» TEXT EXCERPT
------------------------
Advantages of travelling during this period are that prices are lower, you avoid the crowds, the wet ground keeps the dust down when travelling off road and there are plenty of young animals to admire. It is also a great time for photography with the light, lush backdrops and lack of haze. Downsides are that roads can get damaged and impassable so a 4x4 is advisable.
Dry season (cool): July – September
Considered the best time for game-viewing. The rains have finished, leaving the air clear and the landscape green and lush. The grasslands are soon grazed down leading to excellent animal sightings. Days are mainly sunny and visibility good for photography. This is also an excellent time to climb Kilimanjaro.
Small rains: October - Mid-December
During these months come the small rains, a secondary wet season. They are a lot drier that the main rains but are a vital part of the annual cycle to keep the grazing growing for the animals to last through until the spring. They tend not to be as long or disruptive, but there can be downpours that damage roads and increase driving times. As a rule they do not affect itineraries or viewing, a fact illustrated by the fact that camp prices are much the same for this periods as for the dry seasons.
What To Do
The Northern parks and reserves of Tanzania - known collectively as the Northern Circuit - offer a superb combination of landscapes and animals, making it one of the finest wildlife tours in the world. The Serengeti, Ngorongoro Crater, Lake Manyara and Tarangire make up the main attractions in the circuit.
The most famous safari destination in Tanzania, and possibly all Africa, is the Serengeti National Park, home to lion, leopard, cheetah, elephant, giraffe and many more animals. The Serengeti is typical of how many envisage a true African safari experience; vast undulating grassland, pockets of acacia trees and of course the flora and fauna. The Serengeti also plays host to the annual wildebeest migration where over one million animals cross the lands in search of fresh pastures; Its the largest mass movement of animals anywhere on earth and a remarkable sight! We can advise you on where to be when to ensure you get to see this amazing sight, from the calving grounds in the Ngorongoro Highlands in February to the famous river-crossings in July. In our portfolio of camps and lodges we always have somewhere near to the action.
------------------------
(Rows from a dataset for box labeling)
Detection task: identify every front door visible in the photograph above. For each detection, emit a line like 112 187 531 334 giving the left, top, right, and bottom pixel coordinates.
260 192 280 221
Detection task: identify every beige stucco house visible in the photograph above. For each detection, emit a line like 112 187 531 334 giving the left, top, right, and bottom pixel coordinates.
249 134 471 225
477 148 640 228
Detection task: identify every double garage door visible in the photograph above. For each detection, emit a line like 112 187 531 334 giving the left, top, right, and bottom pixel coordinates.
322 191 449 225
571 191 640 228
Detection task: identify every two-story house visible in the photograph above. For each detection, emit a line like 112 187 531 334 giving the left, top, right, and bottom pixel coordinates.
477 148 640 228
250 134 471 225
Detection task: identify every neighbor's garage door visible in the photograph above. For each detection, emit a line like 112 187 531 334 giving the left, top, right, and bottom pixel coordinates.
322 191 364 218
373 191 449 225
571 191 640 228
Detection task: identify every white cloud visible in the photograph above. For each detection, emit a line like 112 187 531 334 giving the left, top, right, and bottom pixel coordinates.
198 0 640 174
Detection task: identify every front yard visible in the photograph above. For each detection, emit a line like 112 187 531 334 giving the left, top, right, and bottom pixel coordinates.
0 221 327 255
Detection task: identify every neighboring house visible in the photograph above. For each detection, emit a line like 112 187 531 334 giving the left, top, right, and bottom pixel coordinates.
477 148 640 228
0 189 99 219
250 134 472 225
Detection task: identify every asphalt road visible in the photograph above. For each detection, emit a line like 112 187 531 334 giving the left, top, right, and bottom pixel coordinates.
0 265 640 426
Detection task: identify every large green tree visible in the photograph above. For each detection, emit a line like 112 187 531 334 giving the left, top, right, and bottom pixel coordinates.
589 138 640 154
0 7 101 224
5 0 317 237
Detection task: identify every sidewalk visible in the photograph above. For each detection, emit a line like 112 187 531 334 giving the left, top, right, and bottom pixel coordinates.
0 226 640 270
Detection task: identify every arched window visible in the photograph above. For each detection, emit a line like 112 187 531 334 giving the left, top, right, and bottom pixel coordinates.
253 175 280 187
------------------------
» THE REQUEST
Reproduce the Tanzania safari text above word for word, everything from "Advantages of travelling" down to "to climb Kilimanjaro.".

» SOLUTION FOR THIS TASK
Advantages of travelling during this period are that prices are lower, you avoid the crowds, the wet ground keeps the dust down when travelling off road and there are plenty of young animals to admire. It is also a great time for photography with the light, lush backdrops and lack of haze. Downsides are that roads can get damaged and impassable so a 4x4 is advisable.
Dry season (cool): July – September
Considered the best time for game-viewing. The rains have finished, leaving the air clear and the landscape green and lush. The grasslands are soon grazed down leading to excellent animal sightings. Days are mainly sunny and visibility good for photography. This is also an excellent time to climb Kilimanjaro.